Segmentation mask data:
——

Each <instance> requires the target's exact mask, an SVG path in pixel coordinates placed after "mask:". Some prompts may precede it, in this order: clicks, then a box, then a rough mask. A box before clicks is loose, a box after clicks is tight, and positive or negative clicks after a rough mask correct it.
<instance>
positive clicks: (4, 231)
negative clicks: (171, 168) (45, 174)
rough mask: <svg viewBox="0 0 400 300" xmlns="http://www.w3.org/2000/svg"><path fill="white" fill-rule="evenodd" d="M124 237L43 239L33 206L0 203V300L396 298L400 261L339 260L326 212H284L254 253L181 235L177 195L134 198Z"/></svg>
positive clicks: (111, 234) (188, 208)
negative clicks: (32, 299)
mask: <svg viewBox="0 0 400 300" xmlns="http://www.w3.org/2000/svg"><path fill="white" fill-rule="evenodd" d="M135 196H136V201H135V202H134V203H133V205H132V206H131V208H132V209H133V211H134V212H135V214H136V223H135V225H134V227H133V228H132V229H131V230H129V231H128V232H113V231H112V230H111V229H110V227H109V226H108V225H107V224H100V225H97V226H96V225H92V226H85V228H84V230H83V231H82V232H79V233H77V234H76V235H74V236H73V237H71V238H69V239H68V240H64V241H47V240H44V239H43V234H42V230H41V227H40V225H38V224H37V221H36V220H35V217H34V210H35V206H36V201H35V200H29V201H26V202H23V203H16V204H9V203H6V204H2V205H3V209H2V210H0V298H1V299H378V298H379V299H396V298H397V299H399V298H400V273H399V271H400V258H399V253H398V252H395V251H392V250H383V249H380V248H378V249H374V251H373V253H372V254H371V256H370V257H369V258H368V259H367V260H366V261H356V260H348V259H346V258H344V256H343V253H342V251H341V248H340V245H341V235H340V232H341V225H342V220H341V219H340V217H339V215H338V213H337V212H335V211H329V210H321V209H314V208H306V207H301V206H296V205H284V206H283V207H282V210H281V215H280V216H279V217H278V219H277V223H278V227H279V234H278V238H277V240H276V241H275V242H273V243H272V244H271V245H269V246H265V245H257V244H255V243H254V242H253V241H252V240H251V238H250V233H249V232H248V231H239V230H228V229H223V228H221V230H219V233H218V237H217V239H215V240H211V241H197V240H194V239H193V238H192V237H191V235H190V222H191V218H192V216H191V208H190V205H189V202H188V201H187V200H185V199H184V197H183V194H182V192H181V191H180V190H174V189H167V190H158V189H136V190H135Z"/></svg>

——

§ EXERCISE PROMPT
Line count for the word "instance": tally the lines in the records that include it and give only the result.

§ WORKED SOLUTION
2